_本文抜粋_
==============================

ナノテクノロジーを用いたDDSによる耳鳴の克服

文献情報

文献番号
200912035A
報告書区分
総括
研究課題名
ナノテクノロジーを用いたDDSによる耳鳴の克服
課題番号
H19-ナノ・若手-002
研究年度
平成21(2009)年度
研究代表者(所属機関)
坂本 達則(京都大学医学部附属病院 耳鼻咽喉科・頭頸部外科)
研究分担者(所属機関)
  • 伊藤 壽一(京都大学医学部医学研究科 耳鼻咽喉科・頭頸部外科)
  • 田畑 泰彦(京都医学再生医科学研究所 生体組織工学研究部門 生体組織工学・材料学)
  • 中川 隆之(京都大学医学部医学研究科 耳鼻咽喉科・頭頸部外科)
  • 平海 晴一(京都大学医学部附属病院 耳鼻咽喉科・頭頸部外科 )
研究区分
厚生労働科学研究費補助金 厚生科学基盤研究分野 医療機器開発推進研究(ナノメディシン研究)
研究開始年度
平成19(2007)年度
研究終了予定年度
平成21(2009)年度
研究費
5,000,000円
研究者交替、所属機関変更
-

研究報告書(概要版)

研究目的
内耳ドラッグデリバリーシステム(DDS)を用いることによって治療方法のなかった耳鳴に対する新規治療を提供する。リドカインは経鼓膜的に鼓室内投与すると耳鳴に有効だが持続時間が短くめまいが起こることから治療として受け入れがたいが、徐放製剤を蝸牛の正円窓膜上に極細径内視鏡を用いて留置する方法を試みる。またステルス型ナノパーティクルによる難聴治療についても検討した。このDDSは将来的には広く他の内耳疾患に対して応用可能である。
研究方法
リドカイン徐放パーティクルを作成し、in vitroで徐放すること、in vivoではモルモットの蝸牛にリドカインを運搬できた。本年度は平均直径100µmのパーティクルを用いた。今年度は、1) リドカインの効果を検出するための分子生物学的手法の確立、2) 同生理学的検査、3) 動物行動モデルを用いた有用性の評価、4) ヒト頭部標本を用いた検討を行い、臨床試験の準備を行った。

==============================

_元データ_
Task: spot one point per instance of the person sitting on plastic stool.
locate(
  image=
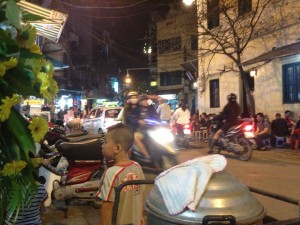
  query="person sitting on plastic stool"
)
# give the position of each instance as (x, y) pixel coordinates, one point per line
(262, 132)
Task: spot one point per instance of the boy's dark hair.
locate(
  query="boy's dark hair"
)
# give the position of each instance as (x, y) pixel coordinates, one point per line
(122, 135)
(260, 114)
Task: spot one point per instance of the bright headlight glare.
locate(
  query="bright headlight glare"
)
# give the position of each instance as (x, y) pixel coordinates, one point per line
(162, 136)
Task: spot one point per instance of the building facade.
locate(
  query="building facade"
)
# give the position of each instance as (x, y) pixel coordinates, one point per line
(271, 56)
(177, 44)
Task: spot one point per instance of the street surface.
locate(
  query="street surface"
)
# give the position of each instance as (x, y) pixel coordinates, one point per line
(276, 171)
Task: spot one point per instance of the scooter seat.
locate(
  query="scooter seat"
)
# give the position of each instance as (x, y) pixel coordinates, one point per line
(83, 150)
(76, 134)
(84, 137)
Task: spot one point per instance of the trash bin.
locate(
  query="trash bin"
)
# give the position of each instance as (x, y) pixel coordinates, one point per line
(224, 195)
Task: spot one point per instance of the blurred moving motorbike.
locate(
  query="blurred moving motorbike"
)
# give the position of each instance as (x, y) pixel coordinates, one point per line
(160, 144)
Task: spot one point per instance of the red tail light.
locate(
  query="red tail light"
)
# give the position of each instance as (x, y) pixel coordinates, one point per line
(186, 126)
(248, 128)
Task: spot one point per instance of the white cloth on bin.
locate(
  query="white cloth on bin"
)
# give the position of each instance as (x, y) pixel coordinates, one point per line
(183, 185)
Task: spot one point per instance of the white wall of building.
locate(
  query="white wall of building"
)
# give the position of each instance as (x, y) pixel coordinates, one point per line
(268, 81)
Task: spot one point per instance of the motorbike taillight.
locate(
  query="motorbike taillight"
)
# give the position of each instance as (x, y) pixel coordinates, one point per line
(186, 126)
(248, 127)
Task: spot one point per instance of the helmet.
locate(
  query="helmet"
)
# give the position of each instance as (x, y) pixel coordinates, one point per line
(143, 97)
(231, 97)
(132, 93)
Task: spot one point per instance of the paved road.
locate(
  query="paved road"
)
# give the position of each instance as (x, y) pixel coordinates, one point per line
(276, 170)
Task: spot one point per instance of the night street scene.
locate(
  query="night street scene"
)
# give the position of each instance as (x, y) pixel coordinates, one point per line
(149, 112)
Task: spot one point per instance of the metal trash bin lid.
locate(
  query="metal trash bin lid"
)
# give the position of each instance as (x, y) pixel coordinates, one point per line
(224, 195)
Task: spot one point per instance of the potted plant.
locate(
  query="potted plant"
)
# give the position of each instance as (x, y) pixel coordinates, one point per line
(23, 72)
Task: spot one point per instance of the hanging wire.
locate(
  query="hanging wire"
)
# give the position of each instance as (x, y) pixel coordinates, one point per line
(102, 7)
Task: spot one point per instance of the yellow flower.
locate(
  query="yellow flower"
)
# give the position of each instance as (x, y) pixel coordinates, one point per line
(14, 168)
(6, 65)
(35, 49)
(36, 162)
(27, 36)
(34, 65)
(12, 62)
(6, 106)
(38, 127)
(2, 69)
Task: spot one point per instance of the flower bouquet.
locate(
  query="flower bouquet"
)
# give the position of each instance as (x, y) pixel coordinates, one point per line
(23, 72)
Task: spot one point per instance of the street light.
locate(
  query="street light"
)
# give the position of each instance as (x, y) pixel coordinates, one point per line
(127, 79)
(188, 2)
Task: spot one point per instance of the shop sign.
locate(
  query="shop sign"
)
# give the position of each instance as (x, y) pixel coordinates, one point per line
(34, 102)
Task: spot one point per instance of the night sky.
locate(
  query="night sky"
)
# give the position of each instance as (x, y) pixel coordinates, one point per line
(126, 22)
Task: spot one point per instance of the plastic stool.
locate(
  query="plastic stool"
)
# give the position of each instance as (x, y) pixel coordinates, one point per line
(280, 142)
(196, 135)
(204, 134)
(267, 143)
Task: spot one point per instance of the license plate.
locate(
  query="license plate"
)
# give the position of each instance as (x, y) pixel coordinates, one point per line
(249, 134)
(186, 131)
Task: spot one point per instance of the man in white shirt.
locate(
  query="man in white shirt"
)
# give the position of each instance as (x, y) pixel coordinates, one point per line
(164, 110)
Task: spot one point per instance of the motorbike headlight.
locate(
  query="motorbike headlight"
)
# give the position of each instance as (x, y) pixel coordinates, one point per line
(162, 135)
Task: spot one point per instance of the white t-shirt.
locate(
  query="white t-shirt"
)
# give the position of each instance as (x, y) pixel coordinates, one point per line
(164, 111)
(181, 117)
(131, 199)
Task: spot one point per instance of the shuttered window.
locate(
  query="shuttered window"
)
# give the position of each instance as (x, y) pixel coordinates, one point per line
(291, 83)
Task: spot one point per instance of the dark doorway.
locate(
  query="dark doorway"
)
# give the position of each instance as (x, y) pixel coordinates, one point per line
(246, 110)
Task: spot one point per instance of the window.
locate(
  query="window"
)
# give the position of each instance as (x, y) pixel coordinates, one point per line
(169, 45)
(245, 6)
(214, 92)
(194, 42)
(170, 78)
(99, 113)
(213, 17)
(291, 83)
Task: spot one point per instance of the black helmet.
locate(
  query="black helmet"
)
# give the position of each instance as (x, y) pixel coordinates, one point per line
(231, 97)
(132, 93)
(143, 97)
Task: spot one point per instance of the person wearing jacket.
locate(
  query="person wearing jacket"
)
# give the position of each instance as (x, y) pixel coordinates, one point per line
(181, 116)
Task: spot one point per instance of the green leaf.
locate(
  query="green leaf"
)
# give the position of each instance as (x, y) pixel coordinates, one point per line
(31, 17)
(13, 13)
(20, 81)
(2, 15)
(17, 127)
(8, 46)
(25, 54)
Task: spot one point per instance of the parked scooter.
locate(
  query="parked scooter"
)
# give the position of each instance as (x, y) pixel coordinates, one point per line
(182, 133)
(160, 144)
(233, 140)
(74, 171)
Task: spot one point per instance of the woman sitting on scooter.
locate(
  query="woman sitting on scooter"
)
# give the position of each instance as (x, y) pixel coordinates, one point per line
(229, 115)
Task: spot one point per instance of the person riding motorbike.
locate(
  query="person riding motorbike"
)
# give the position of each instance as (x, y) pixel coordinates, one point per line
(146, 111)
(229, 116)
(135, 111)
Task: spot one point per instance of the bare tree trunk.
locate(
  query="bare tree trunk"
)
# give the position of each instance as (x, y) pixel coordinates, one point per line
(249, 96)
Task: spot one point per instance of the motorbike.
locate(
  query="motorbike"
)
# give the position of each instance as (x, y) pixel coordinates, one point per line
(233, 140)
(160, 144)
(249, 133)
(74, 171)
(182, 133)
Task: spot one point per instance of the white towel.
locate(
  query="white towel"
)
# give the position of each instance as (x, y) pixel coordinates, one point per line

==============================

_課題一覧_
A – 本文抜粋によると、本年度に用いたパーティクルの平均直径はいくつか。
B – 本文抜粋の内容を2文で要約せよ。
C – 本文抜粋のうち「坂本 達則(京都大学医学部附属病院 耳鼻咽喉科・頭頸部外科)」から「晴一(京都大学医学部附属病院 耳鼻咽喉科・頭頸部外科 )」までを、両端の語句も含めて一字一句変えずに写して返せ。
データは本文抜粋とは別の資料である。

_解答一覧_
A – 100µmである。

B – 本研究は、リドカイン徐放製剤を極細径内視鏡で蝸牛の正円窓膜上に留置する内耳DDSにより、治療方法のなかった耳鳴に新規治療を提供することを目指し、ステルス型ナノパーティクルによる難聴治療も検討した。リドカイン徐放パーティクルを作成し、in vitroでの徐放とモルモット蝸牛へのリドカイン運搬ができ、今年度は分子生物学的手法の確立、生理学的検査、動物行動モデルによる有用性評価、ヒト頭部標本での検討を行って臨床試験の準備を進めた。

C –
坂本 達則(京都大学医学部附属病院 耳鼻咽喉科・頭頸部外科)
研究分担者(所属機関)
  • 伊藤 壽一(京都大学医学部医学研究科 耳鼻咽喉科・頭頸部外科)
  • 田畑 泰彦(京都医学再生医科学研究所 生体組織工学研究部門 生体組織工学・材料学)
  • 中川 隆之(京都大学医学部医学研究科 耳鼻咽喉科・頭頸部外科)
  • 平海 晴一(京都大学医学部附属病院 耳鼻咽喉科・頭頸部外科 )